**Task data**
=-=-=-=-=

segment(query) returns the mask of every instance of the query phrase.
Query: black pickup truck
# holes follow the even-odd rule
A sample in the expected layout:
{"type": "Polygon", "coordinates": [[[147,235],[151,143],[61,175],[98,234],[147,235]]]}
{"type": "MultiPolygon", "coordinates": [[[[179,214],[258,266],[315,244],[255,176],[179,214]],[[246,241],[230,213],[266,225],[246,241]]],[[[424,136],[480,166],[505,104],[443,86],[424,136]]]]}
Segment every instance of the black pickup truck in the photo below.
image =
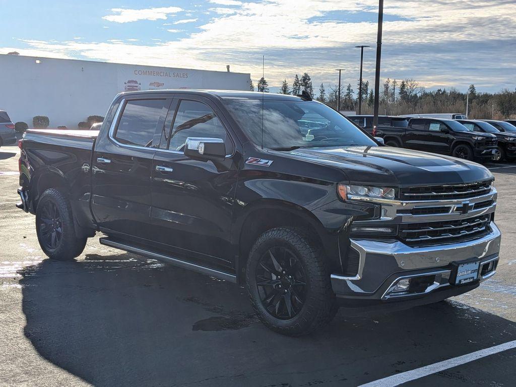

=-=-=-=-=

Update the material by rewriting its lines with "black pickup truck" changed to "white pickup truck" and everything else left as it is. Leave out the pictures.

segment(query) returns the mask of every instance of the query phrase.
Query: white pickup truck
# holes follow the even-odd rule
A sample in the expected layout:
{"type": "Polygon", "coordinates": [[[147,235],[151,143],[61,175],[98,234],[147,235]]]}
{"type": "MultiPolygon", "coordinates": [[[[179,214],[258,266],[315,244],[255,176],[179,214]],[[246,241],[230,213],[266,225],[246,241]]],[[[424,136],[480,166],[505,104],[443,86],[424,136]]]]}
Segment every instance of the white pickup truck in the photo below.
image =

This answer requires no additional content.